• **Exercise brief**: Write out the lines from the line containing "Could you please locate the pink" through the final line of the listing below, exactly, omitting every other line.

════════

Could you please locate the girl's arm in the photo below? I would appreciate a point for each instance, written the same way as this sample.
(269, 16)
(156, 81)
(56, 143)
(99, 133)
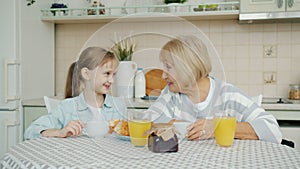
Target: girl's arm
(73, 128)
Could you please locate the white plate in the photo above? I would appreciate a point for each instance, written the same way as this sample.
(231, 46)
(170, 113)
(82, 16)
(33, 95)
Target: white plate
(125, 138)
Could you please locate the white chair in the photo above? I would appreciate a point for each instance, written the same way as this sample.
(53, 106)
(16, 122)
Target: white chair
(258, 99)
(51, 103)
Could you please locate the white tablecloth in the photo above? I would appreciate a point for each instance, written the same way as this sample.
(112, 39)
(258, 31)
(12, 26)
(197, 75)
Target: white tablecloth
(110, 152)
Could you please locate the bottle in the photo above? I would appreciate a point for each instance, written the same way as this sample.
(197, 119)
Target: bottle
(139, 84)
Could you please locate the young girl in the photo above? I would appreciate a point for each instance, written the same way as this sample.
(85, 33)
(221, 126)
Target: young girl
(92, 79)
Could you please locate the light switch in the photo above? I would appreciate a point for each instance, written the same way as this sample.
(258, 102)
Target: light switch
(270, 77)
(270, 51)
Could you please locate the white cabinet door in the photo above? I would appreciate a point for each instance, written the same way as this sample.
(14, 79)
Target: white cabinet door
(30, 114)
(37, 51)
(256, 6)
(9, 130)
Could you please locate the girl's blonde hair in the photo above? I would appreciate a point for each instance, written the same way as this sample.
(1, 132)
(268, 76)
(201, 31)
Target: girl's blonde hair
(90, 58)
(189, 56)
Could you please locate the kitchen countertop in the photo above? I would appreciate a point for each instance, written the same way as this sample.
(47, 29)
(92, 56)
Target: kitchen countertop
(131, 102)
(140, 103)
(280, 111)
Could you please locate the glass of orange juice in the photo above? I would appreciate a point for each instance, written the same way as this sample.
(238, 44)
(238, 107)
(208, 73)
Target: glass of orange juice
(224, 128)
(138, 123)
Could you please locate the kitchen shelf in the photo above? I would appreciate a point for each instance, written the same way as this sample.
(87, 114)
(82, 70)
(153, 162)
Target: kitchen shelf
(224, 10)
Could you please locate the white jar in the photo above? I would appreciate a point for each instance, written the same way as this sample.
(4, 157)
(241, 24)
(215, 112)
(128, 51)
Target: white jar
(139, 84)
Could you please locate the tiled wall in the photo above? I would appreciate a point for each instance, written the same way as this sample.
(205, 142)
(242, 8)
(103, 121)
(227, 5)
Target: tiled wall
(258, 58)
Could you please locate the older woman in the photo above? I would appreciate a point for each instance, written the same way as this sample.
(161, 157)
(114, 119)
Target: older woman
(193, 95)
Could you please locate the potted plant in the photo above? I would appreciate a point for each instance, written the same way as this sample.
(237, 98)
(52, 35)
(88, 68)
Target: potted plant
(124, 49)
(124, 78)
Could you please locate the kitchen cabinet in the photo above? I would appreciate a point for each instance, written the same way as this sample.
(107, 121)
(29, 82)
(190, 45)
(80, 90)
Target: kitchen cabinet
(31, 113)
(27, 64)
(289, 122)
(226, 10)
(257, 6)
(261, 11)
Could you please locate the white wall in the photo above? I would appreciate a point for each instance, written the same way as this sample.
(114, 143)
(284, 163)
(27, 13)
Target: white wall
(240, 47)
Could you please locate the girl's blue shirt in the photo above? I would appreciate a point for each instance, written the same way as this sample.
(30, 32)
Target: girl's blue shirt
(75, 109)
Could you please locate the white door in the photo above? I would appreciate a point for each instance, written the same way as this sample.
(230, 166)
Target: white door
(9, 130)
(257, 6)
(9, 55)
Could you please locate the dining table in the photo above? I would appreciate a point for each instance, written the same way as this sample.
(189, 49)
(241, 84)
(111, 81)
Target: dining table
(111, 151)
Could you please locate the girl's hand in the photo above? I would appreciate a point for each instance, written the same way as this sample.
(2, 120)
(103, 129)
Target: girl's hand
(201, 129)
(73, 128)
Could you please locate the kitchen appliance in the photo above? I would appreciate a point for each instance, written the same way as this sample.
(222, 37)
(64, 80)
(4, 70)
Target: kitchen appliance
(27, 47)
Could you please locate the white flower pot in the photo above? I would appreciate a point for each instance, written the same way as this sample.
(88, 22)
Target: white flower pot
(124, 79)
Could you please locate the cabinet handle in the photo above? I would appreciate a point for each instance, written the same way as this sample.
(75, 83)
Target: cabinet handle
(290, 3)
(6, 64)
(279, 3)
(6, 125)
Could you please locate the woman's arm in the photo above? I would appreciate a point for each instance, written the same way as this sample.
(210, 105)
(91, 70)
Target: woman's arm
(73, 128)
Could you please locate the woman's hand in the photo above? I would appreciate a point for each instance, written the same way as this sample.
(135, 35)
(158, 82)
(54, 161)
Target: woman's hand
(73, 128)
(201, 129)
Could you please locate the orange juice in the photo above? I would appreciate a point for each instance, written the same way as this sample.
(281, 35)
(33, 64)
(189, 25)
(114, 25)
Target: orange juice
(137, 130)
(224, 130)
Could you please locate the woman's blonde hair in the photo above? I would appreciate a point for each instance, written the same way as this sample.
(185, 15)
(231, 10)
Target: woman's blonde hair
(189, 56)
(90, 58)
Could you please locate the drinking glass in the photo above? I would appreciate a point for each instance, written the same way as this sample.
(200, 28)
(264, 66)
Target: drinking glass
(224, 128)
(138, 123)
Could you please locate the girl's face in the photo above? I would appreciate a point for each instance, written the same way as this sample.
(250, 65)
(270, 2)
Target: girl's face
(102, 77)
(171, 77)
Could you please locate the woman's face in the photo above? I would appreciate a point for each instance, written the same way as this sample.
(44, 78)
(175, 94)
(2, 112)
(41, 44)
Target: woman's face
(103, 77)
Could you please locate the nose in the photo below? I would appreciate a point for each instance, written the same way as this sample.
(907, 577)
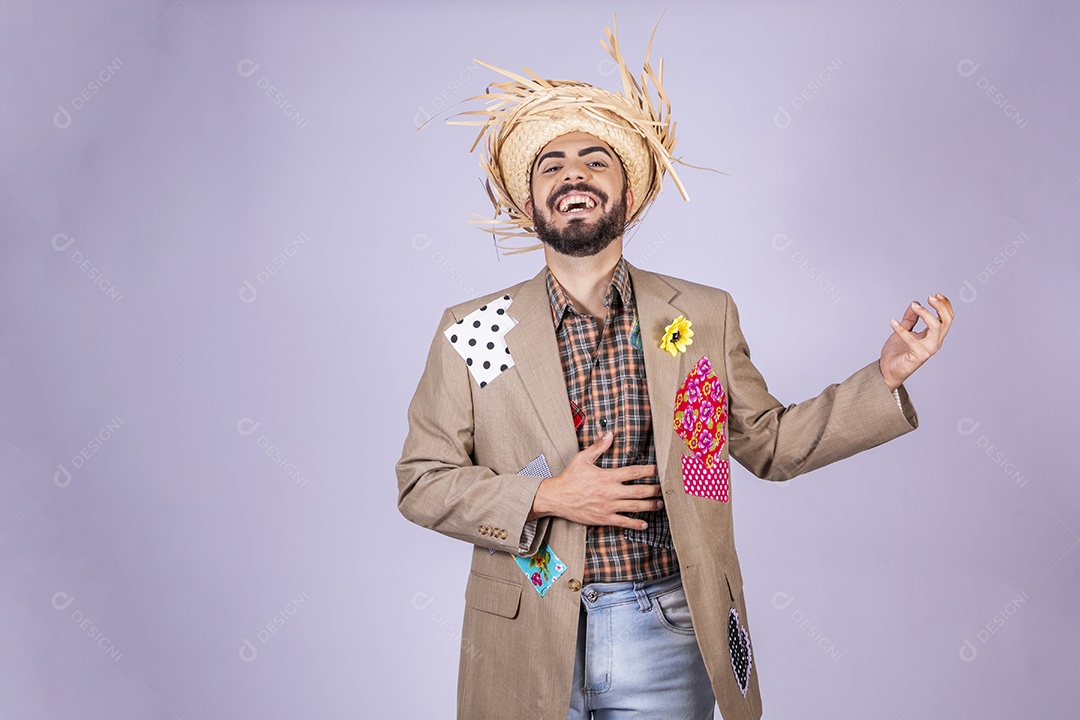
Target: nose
(575, 172)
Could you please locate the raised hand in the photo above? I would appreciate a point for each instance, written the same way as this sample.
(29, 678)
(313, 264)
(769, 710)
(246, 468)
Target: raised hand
(905, 351)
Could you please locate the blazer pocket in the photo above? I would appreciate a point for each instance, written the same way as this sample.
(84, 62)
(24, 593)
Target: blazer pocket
(493, 595)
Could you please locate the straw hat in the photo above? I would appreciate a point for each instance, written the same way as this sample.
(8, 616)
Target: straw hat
(526, 113)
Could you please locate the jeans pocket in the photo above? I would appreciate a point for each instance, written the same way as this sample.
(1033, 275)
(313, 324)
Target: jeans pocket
(673, 611)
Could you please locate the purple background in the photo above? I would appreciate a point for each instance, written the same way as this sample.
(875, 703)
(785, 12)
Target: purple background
(194, 270)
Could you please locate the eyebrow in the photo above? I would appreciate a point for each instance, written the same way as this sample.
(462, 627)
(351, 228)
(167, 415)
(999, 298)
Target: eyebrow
(581, 153)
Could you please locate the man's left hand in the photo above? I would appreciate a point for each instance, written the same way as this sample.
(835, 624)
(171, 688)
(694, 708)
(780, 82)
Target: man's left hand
(905, 351)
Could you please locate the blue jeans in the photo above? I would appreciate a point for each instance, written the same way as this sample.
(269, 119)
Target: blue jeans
(637, 654)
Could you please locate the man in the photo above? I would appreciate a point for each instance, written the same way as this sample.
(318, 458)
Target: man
(576, 429)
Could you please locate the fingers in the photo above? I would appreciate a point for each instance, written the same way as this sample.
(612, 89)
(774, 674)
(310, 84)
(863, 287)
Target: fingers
(945, 313)
(926, 343)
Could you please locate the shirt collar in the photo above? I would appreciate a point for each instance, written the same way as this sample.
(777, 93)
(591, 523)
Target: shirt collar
(620, 293)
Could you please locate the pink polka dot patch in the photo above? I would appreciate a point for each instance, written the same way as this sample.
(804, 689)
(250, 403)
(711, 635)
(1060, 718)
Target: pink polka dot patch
(704, 481)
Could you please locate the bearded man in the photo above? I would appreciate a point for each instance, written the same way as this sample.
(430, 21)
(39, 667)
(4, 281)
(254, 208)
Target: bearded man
(576, 429)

════════

• **Complete output**:
Could you please locate the pink polka dot patch in the photo above? I would appreciate a point for each instance, written the same way as this sample.
(804, 689)
(250, 403)
(711, 635)
(1060, 718)
Target: pink polka dot patch
(704, 481)
Could you please locate the bearded man in the photo above? I would appreciate a point for each instance, written the same way as this sample.
(430, 21)
(39, 667)
(4, 281)
(254, 208)
Target: bearded man
(576, 429)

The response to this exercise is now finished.